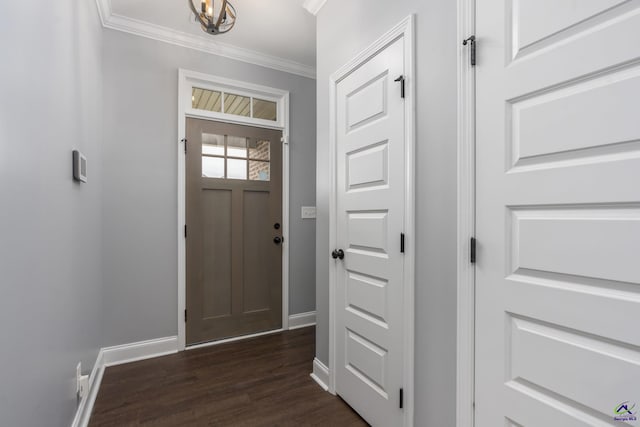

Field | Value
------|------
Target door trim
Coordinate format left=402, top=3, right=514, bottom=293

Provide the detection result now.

*PROBLEM TO SOLVE*. Copy every line of the entries above verbatim, leaving out the pictures.

*RESULT OF THIS TASK*.
Field | Value
------|------
Target door trim
Coordinate format left=402, top=3, right=514, bottom=293

Provide the detection result now.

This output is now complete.